══ AVAILABLE RECORDS ══

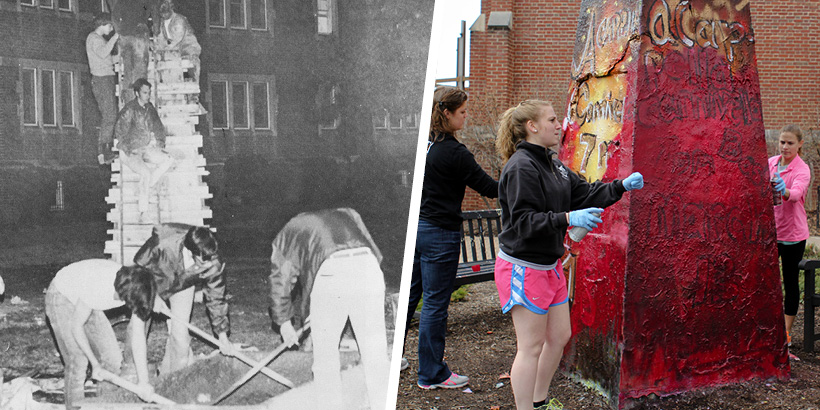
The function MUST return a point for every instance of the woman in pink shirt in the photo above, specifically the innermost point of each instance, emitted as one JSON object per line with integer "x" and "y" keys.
{"x": 791, "y": 176}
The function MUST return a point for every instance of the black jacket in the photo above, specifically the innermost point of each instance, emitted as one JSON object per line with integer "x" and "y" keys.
{"x": 450, "y": 168}
{"x": 536, "y": 191}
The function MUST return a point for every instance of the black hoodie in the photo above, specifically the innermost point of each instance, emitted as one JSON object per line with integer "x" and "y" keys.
{"x": 450, "y": 168}
{"x": 536, "y": 191}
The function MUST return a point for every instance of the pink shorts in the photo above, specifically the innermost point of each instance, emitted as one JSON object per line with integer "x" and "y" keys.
{"x": 531, "y": 288}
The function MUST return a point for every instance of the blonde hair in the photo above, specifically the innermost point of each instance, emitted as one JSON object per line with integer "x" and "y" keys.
{"x": 794, "y": 129}
{"x": 445, "y": 98}
{"x": 512, "y": 125}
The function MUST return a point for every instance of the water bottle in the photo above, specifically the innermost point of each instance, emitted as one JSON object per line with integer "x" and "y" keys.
{"x": 577, "y": 233}
{"x": 776, "y": 195}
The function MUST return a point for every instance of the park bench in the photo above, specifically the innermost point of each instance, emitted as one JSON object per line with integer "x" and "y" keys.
{"x": 811, "y": 300}
{"x": 479, "y": 242}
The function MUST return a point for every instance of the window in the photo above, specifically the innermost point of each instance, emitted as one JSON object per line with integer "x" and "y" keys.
{"x": 242, "y": 102}
{"x": 261, "y": 106}
{"x": 66, "y": 98}
{"x": 258, "y": 15}
{"x": 239, "y": 103}
{"x": 237, "y": 13}
{"x": 216, "y": 12}
{"x": 325, "y": 15}
{"x": 219, "y": 104}
{"x": 49, "y": 98}
{"x": 29, "y": 80}
{"x": 49, "y": 104}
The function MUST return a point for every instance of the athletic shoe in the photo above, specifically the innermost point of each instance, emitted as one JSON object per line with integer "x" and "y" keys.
{"x": 554, "y": 404}
{"x": 453, "y": 382}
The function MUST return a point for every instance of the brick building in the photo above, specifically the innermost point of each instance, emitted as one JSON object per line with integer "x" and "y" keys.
{"x": 531, "y": 58}
{"x": 310, "y": 104}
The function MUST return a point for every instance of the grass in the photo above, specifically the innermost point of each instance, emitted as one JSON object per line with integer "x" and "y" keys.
{"x": 458, "y": 295}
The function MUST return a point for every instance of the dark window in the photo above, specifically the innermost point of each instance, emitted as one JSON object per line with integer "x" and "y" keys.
{"x": 258, "y": 15}
{"x": 216, "y": 11}
{"x": 240, "y": 104}
{"x": 66, "y": 98}
{"x": 261, "y": 106}
{"x": 237, "y": 13}
{"x": 219, "y": 101}
{"x": 29, "y": 96}
{"x": 49, "y": 101}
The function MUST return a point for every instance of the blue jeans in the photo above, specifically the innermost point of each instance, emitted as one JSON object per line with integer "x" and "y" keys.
{"x": 434, "y": 270}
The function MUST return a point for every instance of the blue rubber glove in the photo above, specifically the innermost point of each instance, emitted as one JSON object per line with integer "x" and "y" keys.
{"x": 634, "y": 181}
{"x": 779, "y": 184}
{"x": 586, "y": 218}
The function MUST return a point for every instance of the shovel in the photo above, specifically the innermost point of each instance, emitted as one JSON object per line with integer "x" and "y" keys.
{"x": 239, "y": 355}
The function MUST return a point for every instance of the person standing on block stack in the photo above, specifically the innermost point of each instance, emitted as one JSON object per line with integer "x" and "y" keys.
{"x": 101, "y": 65}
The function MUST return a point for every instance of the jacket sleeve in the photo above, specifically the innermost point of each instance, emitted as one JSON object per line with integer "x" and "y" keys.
{"x": 474, "y": 176}
{"x": 99, "y": 46}
{"x": 597, "y": 194}
{"x": 215, "y": 302}
{"x": 282, "y": 278}
{"x": 360, "y": 224}
{"x": 526, "y": 203}
{"x": 800, "y": 184}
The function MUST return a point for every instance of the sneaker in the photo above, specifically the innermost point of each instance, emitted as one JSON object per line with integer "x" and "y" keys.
{"x": 453, "y": 382}
{"x": 554, "y": 404}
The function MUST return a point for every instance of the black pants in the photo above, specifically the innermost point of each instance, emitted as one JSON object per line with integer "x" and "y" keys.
{"x": 790, "y": 256}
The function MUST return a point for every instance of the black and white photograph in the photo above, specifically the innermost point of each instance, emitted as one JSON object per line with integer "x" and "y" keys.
{"x": 205, "y": 203}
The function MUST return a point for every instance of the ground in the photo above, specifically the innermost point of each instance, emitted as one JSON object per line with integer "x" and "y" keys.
{"x": 481, "y": 345}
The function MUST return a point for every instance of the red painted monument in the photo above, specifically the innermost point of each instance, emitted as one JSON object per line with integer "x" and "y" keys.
{"x": 680, "y": 287}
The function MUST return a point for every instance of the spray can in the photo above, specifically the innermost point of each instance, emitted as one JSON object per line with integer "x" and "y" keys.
{"x": 577, "y": 233}
{"x": 776, "y": 195}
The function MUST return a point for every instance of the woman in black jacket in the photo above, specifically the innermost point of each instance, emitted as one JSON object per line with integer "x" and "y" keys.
{"x": 449, "y": 169}
{"x": 539, "y": 199}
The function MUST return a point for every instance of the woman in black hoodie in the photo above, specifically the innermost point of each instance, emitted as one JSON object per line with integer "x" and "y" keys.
{"x": 449, "y": 169}
{"x": 539, "y": 199}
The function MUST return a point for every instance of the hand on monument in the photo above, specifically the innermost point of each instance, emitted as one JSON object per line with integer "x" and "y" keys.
{"x": 586, "y": 218}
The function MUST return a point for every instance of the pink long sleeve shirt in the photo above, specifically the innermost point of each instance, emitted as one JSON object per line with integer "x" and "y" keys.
{"x": 790, "y": 217}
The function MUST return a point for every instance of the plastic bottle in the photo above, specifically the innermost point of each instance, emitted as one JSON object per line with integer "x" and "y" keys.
{"x": 776, "y": 195}
{"x": 577, "y": 233}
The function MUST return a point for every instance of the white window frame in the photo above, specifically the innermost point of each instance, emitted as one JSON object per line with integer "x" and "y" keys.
{"x": 54, "y": 97}
{"x": 34, "y": 76}
{"x": 249, "y": 81}
{"x": 330, "y": 15}
{"x": 228, "y": 16}
{"x": 381, "y": 122}
{"x": 253, "y": 102}
{"x": 72, "y": 98}
{"x": 37, "y": 67}
{"x": 265, "y": 13}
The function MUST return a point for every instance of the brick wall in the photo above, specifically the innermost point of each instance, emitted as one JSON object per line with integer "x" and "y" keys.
{"x": 532, "y": 60}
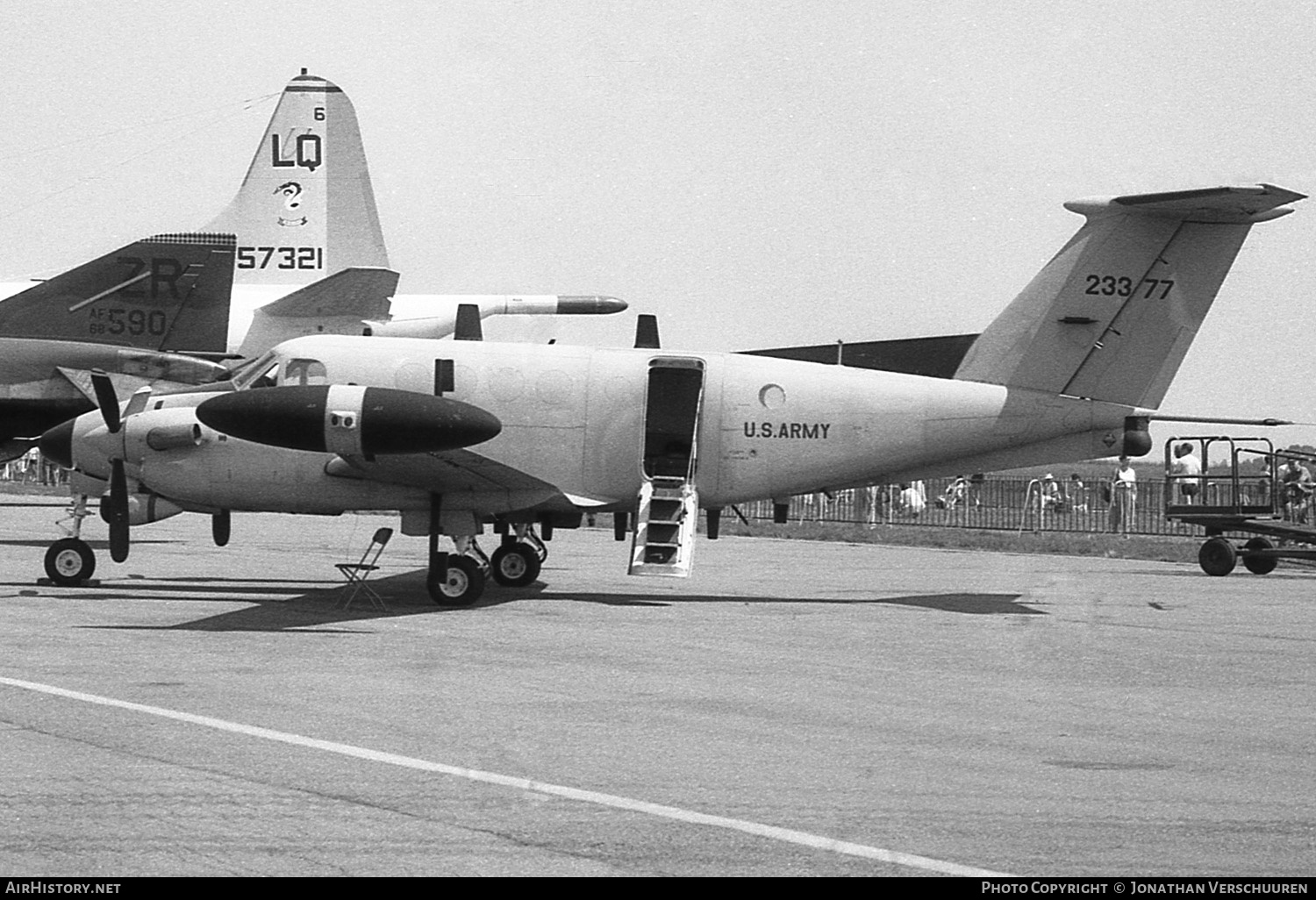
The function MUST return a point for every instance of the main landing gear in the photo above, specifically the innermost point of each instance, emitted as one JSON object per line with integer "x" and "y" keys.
{"x": 458, "y": 579}
{"x": 70, "y": 561}
{"x": 519, "y": 560}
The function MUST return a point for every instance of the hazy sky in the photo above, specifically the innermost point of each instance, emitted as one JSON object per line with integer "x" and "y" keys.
{"x": 757, "y": 174}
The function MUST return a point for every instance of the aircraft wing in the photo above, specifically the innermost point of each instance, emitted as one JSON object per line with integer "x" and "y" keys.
{"x": 468, "y": 481}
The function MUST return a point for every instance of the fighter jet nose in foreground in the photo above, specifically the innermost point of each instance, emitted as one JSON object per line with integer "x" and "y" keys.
{"x": 590, "y": 305}
{"x": 349, "y": 420}
{"x": 57, "y": 444}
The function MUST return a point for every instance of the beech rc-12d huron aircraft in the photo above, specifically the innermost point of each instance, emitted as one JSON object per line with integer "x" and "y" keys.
{"x": 466, "y": 433}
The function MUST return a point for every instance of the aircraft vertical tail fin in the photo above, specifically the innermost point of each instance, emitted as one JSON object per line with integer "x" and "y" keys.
{"x": 1112, "y": 315}
{"x": 305, "y": 208}
{"x": 163, "y": 292}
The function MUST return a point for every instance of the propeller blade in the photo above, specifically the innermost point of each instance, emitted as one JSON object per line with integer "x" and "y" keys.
{"x": 221, "y": 526}
{"x": 107, "y": 400}
{"x": 647, "y": 332}
{"x": 118, "y": 512}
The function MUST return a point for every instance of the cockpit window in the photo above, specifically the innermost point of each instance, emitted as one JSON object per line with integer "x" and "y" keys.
{"x": 304, "y": 371}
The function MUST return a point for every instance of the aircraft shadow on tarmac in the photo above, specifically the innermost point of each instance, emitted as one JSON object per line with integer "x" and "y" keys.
{"x": 290, "y": 604}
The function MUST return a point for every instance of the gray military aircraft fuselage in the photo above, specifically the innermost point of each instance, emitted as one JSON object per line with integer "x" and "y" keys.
{"x": 584, "y": 426}
{"x": 463, "y": 433}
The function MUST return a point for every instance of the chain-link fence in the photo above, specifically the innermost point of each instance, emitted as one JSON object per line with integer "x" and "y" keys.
{"x": 990, "y": 503}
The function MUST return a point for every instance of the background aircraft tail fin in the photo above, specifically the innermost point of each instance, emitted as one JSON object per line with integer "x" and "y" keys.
{"x": 1112, "y": 315}
{"x": 163, "y": 292}
{"x": 305, "y": 208}
{"x": 339, "y": 304}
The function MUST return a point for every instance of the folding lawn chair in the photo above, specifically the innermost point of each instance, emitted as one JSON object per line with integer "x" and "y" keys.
{"x": 357, "y": 573}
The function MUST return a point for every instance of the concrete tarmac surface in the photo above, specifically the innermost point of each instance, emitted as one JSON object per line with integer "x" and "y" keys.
{"x": 794, "y": 708}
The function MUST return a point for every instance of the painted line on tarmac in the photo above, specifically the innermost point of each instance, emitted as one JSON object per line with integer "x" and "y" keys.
{"x": 676, "y": 813}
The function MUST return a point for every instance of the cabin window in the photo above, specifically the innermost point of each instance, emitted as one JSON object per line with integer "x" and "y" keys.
{"x": 304, "y": 371}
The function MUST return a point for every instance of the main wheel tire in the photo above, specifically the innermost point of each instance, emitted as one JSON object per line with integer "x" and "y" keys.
{"x": 1260, "y": 565}
{"x": 462, "y": 587}
{"x": 516, "y": 565}
{"x": 70, "y": 562}
{"x": 1218, "y": 557}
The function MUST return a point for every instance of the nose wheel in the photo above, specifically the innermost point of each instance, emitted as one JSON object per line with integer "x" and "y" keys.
{"x": 70, "y": 562}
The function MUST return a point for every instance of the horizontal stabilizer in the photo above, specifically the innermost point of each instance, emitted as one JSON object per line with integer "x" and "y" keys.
{"x": 333, "y": 305}
{"x": 360, "y": 291}
{"x": 932, "y": 357}
{"x": 1221, "y": 204}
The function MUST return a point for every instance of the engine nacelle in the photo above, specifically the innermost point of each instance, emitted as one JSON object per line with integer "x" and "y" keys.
{"x": 1137, "y": 437}
{"x": 349, "y": 420}
{"x": 145, "y": 508}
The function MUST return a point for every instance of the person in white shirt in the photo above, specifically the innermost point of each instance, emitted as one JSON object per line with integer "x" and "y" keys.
{"x": 1186, "y": 468}
{"x": 1124, "y": 496}
{"x": 911, "y": 500}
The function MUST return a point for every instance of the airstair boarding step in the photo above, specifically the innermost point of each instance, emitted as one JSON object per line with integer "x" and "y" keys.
{"x": 665, "y": 528}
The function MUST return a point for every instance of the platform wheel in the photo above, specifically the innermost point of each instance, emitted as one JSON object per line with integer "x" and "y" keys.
{"x": 516, "y": 565}
{"x": 462, "y": 587}
{"x": 1258, "y": 565}
{"x": 70, "y": 562}
{"x": 1218, "y": 557}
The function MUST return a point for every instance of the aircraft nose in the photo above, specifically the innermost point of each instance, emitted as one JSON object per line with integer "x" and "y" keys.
{"x": 57, "y": 444}
{"x": 590, "y": 305}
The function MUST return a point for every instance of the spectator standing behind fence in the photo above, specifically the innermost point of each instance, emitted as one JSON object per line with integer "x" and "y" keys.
{"x": 1186, "y": 468}
{"x": 1053, "y": 497}
{"x": 955, "y": 494}
{"x": 912, "y": 500}
{"x": 1076, "y": 494}
{"x": 1124, "y": 496}
{"x": 1298, "y": 489}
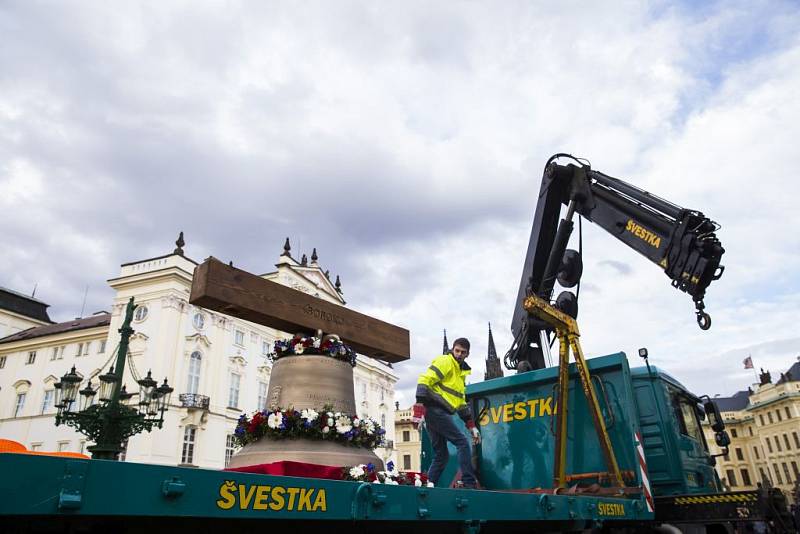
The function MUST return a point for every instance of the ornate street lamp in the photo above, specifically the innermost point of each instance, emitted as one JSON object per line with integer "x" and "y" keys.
{"x": 111, "y": 421}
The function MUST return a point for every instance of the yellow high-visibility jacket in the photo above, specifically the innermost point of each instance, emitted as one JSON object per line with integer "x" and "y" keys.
{"x": 444, "y": 384}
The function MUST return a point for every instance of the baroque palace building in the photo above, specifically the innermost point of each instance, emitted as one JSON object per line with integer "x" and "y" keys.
{"x": 764, "y": 426}
{"x": 217, "y": 364}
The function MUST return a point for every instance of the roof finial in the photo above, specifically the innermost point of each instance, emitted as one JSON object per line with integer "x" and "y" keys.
{"x": 179, "y": 245}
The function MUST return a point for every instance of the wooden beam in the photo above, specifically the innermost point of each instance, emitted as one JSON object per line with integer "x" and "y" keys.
{"x": 235, "y": 292}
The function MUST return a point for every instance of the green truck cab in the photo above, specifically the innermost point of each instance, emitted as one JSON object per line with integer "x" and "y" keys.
{"x": 654, "y": 425}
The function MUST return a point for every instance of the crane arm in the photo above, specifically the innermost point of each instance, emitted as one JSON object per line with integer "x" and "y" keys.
{"x": 682, "y": 242}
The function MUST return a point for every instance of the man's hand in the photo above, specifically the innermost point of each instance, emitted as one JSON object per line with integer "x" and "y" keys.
{"x": 417, "y": 414}
{"x": 476, "y": 436}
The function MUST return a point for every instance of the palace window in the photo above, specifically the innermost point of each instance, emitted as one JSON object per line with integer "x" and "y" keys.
{"x": 20, "y": 404}
{"x": 233, "y": 390}
{"x": 195, "y": 364}
{"x": 47, "y": 401}
{"x": 140, "y": 314}
{"x": 777, "y": 473}
{"x": 230, "y": 448}
{"x": 187, "y": 453}
{"x": 262, "y": 396}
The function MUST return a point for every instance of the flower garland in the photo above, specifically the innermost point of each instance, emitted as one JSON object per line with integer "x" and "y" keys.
{"x": 390, "y": 477}
{"x": 327, "y": 346}
{"x": 310, "y": 424}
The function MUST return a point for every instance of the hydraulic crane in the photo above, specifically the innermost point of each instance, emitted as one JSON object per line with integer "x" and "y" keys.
{"x": 680, "y": 241}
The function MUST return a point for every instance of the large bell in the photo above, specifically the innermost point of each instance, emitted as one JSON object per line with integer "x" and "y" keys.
{"x": 300, "y": 382}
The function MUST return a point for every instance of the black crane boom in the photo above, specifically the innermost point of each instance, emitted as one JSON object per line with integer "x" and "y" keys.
{"x": 682, "y": 242}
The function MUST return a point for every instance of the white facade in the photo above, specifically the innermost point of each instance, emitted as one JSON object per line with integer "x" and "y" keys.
{"x": 216, "y": 363}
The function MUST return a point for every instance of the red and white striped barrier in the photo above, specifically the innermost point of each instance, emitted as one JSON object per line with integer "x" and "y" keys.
{"x": 648, "y": 495}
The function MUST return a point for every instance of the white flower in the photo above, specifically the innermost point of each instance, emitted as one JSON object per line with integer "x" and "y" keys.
{"x": 275, "y": 420}
{"x": 343, "y": 425}
{"x": 357, "y": 471}
{"x": 309, "y": 415}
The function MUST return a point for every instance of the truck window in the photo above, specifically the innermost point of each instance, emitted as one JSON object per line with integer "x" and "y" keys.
{"x": 686, "y": 415}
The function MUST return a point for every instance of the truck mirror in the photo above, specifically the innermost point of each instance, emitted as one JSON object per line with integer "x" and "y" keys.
{"x": 722, "y": 438}
{"x": 714, "y": 417}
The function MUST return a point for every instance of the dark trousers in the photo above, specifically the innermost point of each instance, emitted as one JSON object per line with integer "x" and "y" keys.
{"x": 441, "y": 429}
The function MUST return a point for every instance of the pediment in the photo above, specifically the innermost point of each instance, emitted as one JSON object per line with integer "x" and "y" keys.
{"x": 238, "y": 360}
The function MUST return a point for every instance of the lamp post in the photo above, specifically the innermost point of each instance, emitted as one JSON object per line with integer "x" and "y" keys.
{"x": 111, "y": 421}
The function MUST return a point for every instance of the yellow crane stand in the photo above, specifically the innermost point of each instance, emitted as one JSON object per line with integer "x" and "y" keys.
{"x": 568, "y": 337}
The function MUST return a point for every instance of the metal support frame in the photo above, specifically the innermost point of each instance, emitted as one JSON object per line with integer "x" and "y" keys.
{"x": 568, "y": 336}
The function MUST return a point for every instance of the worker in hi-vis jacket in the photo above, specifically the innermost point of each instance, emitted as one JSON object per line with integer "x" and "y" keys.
{"x": 440, "y": 394}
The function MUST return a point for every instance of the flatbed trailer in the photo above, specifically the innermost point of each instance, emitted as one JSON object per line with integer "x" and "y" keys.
{"x": 52, "y": 494}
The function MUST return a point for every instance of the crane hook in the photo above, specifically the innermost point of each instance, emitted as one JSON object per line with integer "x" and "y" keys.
{"x": 703, "y": 320}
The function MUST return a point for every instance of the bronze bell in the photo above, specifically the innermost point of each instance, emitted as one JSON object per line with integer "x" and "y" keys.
{"x": 308, "y": 381}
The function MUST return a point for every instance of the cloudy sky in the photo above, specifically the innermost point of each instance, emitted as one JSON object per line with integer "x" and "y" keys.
{"x": 406, "y": 142}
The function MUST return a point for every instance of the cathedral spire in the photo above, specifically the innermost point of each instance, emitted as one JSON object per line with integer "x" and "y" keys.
{"x": 179, "y": 243}
{"x": 493, "y": 369}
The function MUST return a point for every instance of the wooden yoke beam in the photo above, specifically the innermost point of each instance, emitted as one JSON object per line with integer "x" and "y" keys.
{"x": 235, "y": 292}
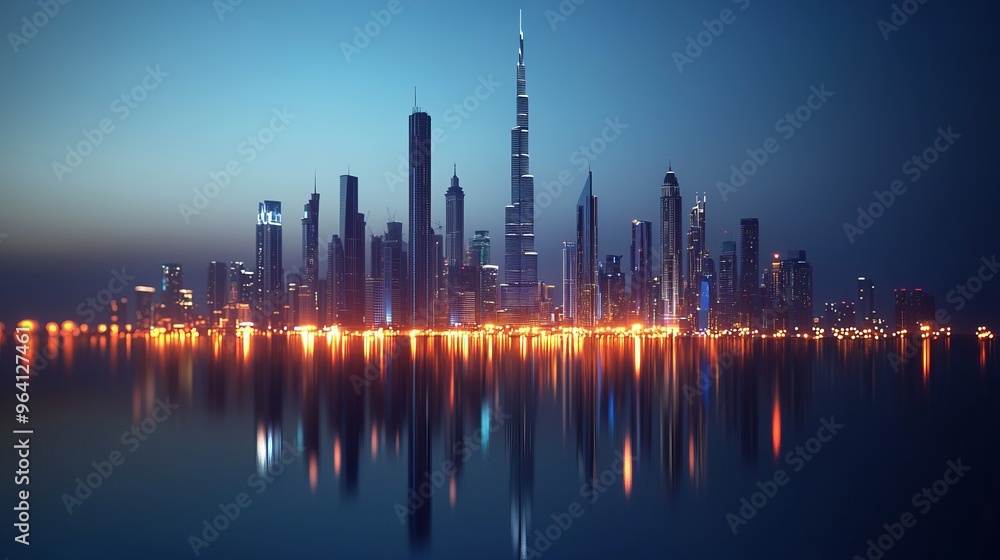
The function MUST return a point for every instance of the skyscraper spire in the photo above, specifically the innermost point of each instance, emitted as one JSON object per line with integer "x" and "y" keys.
{"x": 519, "y": 291}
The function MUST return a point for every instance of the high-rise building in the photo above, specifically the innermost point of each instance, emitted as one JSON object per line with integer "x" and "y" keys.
{"x": 641, "y": 263}
{"x": 454, "y": 227}
{"x": 145, "y": 307}
{"x": 749, "y": 287}
{"x": 393, "y": 277}
{"x": 463, "y": 299}
{"x": 216, "y": 296}
{"x": 310, "y": 240}
{"x": 489, "y": 294}
{"x": 519, "y": 292}
{"x": 866, "y": 303}
{"x": 421, "y": 236}
{"x": 171, "y": 284}
{"x": 374, "y": 303}
{"x": 335, "y": 281}
{"x": 615, "y": 308}
{"x": 587, "y": 299}
{"x": 479, "y": 248}
{"x": 796, "y": 280}
{"x": 838, "y": 315}
{"x": 309, "y": 289}
{"x": 571, "y": 274}
{"x": 269, "y": 274}
{"x": 439, "y": 282}
{"x": 352, "y": 234}
{"x": 706, "y": 295}
{"x": 671, "y": 246}
{"x": 727, "y": 297}
{"x": 914, "y": 309}
{"x": 697, "y": 252}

═══

[WHAT THE TASK REQUIRES] Retype, exactly and only, the lines running from the one with "of the high-rise" through the final line of the listing above.

[ANSWER TO THIS PROBLEM]
The function MUST return a point for every instance of the high-rise building in the photo above, specifically the innermost point of each instance, emitted as one JSON object per line with integer "x" and "y" keys.
{"x": 641, "y": 263}
{"x": 454, "y": 227}
{"x": 145, "y": 307}
{"x": 749, "y": 287}
{"x": 393, "y": 277}
{"x": 463, "y": 299}
{"x": 216, "y": 296}
{"x": 310, "y": 240}
{"x": 489, "y": 294}
{"x": 519, "y": 292}
{"x": 866, "y": 303}
{"x": 421, "y": 236}
{"x": 171, "y": 284}
{"x": 374, "y": 303}
{"x": 335, "y": 281}
{"x": 615, "y": 308}
{"x": 587, "y": 299}
{"x": 479, "y": 248}
{"x": 796, "y": 280}
{"x": 838, "y": 315}
{"x": 309, "y": 289}
{"x": 571, "y": 274}
{"x": 269, "y": 274}
{"x": 439, "y": 282}
{"x": 352, "y": 234}
{"x": 706, "y": 295}
{"x": 671, "y": 246}
{"x": 727, "y": 297}
{"x": 914, "y": 309}
{"x": 697, "y": 252}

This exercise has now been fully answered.